TASK TO COMPLETE => Locate each row below that contains the string "surface" and reproduce every such row in full.

GIVEN DATA =>

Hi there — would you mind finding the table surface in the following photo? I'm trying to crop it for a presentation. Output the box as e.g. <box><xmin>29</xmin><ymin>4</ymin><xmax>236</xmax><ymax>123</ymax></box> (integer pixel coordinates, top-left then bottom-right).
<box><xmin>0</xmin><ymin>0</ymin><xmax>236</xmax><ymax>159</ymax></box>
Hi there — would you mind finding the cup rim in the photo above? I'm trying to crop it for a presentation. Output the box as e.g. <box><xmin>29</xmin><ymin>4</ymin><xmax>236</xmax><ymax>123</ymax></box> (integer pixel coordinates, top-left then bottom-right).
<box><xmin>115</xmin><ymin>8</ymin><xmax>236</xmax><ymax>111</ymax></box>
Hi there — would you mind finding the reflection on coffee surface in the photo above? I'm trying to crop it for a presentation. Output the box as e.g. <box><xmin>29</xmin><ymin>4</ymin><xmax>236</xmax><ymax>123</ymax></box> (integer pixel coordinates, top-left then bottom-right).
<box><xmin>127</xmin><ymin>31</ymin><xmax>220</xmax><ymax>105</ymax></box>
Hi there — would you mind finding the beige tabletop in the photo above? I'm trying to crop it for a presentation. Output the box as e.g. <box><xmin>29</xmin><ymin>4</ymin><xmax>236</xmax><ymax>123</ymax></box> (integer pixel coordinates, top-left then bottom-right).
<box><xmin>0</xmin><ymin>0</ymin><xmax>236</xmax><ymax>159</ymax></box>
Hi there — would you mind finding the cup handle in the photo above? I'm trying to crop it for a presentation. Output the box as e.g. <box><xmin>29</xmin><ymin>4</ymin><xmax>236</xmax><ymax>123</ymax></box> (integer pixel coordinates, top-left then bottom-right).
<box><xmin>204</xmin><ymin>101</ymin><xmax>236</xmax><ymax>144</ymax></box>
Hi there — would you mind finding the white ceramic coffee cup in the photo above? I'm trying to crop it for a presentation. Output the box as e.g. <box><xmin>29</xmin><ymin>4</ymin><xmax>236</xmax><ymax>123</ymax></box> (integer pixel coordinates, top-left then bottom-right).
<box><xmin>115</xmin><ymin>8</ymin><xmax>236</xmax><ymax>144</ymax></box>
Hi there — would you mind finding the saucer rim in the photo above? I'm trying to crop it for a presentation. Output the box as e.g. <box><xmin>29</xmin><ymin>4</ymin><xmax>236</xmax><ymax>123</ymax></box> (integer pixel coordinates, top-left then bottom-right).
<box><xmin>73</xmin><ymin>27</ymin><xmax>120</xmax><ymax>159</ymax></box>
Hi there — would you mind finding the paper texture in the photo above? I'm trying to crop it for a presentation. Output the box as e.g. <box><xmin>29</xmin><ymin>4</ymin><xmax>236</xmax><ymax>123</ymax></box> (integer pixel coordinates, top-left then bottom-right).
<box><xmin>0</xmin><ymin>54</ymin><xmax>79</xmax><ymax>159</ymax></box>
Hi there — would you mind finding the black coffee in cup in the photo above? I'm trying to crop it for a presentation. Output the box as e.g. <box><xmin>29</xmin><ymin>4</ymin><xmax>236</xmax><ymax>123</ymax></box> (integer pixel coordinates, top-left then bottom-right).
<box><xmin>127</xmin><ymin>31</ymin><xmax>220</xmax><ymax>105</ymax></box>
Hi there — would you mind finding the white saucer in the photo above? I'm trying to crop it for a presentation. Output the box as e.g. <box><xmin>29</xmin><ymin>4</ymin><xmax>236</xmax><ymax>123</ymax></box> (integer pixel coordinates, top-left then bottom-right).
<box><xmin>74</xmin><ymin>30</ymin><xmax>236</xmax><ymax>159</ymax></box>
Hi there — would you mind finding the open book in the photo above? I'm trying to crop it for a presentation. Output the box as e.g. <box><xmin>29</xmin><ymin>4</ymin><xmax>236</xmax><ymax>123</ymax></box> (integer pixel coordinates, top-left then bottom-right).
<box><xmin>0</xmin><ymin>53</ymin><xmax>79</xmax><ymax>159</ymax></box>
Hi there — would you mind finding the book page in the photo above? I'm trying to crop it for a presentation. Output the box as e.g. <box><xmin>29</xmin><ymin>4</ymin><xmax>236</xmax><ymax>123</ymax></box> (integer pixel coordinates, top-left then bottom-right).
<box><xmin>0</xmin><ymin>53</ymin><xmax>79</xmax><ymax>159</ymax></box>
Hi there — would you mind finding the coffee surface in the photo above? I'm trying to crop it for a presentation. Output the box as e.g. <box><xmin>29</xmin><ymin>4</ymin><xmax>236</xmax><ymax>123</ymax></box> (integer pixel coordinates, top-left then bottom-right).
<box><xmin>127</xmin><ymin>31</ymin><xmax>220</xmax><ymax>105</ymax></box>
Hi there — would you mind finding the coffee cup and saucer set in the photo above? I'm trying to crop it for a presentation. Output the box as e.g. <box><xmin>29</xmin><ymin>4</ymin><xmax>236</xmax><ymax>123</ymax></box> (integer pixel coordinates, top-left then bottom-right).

--

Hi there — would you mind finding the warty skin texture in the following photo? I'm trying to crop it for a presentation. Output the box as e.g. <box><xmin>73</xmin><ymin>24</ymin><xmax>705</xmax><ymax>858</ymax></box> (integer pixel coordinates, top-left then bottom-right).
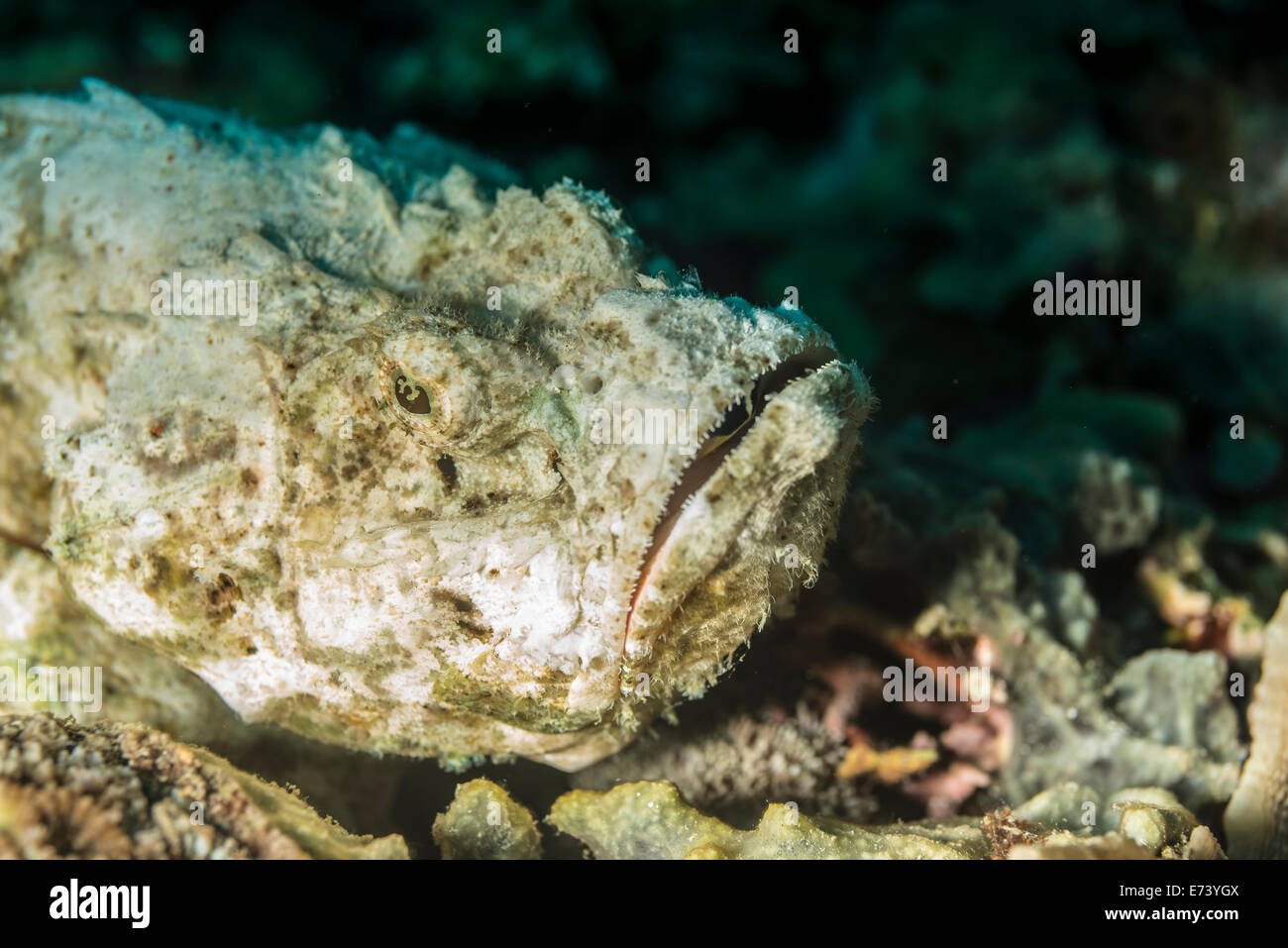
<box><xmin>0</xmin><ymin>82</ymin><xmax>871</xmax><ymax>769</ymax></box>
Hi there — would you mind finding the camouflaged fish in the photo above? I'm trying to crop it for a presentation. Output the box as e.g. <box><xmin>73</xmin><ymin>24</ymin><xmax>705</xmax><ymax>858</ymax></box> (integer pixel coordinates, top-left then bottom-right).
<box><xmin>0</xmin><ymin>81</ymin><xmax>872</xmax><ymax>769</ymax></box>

...

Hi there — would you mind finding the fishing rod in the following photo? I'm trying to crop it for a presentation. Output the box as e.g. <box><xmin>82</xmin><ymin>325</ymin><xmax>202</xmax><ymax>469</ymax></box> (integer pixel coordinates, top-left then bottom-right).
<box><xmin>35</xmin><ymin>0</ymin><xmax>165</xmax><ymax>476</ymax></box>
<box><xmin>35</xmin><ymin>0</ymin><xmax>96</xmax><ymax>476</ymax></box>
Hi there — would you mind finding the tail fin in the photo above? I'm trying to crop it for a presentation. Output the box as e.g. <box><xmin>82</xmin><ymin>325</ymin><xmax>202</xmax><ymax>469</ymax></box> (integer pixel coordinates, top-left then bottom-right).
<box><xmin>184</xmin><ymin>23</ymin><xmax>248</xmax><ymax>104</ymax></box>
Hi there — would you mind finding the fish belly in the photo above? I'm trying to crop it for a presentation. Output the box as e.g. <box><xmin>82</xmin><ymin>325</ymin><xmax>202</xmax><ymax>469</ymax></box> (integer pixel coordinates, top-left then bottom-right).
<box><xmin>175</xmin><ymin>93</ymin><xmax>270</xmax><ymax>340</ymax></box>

RESPONSE TO THIS EXERCISE =>
Hi there — would you mind finding the table surface in the following photo? I'm trying to crop it for a presentation. Output the box as e.g. <box><xmin>29</xmin><ymin>4</ymin><xmax>236</xmax><ymax>123</ymax></box> (integer pixel coordinates, top-left then bottom-right).
Hi there — would you mind finding the reflection on coffee surface in the photo above? I'm trying to crop it for a presentation. Output the box as e.g. <box><xmin>29</xmin><ymin>4</ymin><xmax>236</xmax><ymax>123</ymax></box> (integer pixel coordinates, top-left then bottom-right).
Hi there — would you mind finding the coffee surface in the photo above? I'm trying to crop it for a presentation. Output the box as e.g. <box><xmin>29</xmin><ymin>4</ymin><xmax>236</xmax><ymax>123</ymax></box> (integer pixel coordinates, top-left then bottom-right).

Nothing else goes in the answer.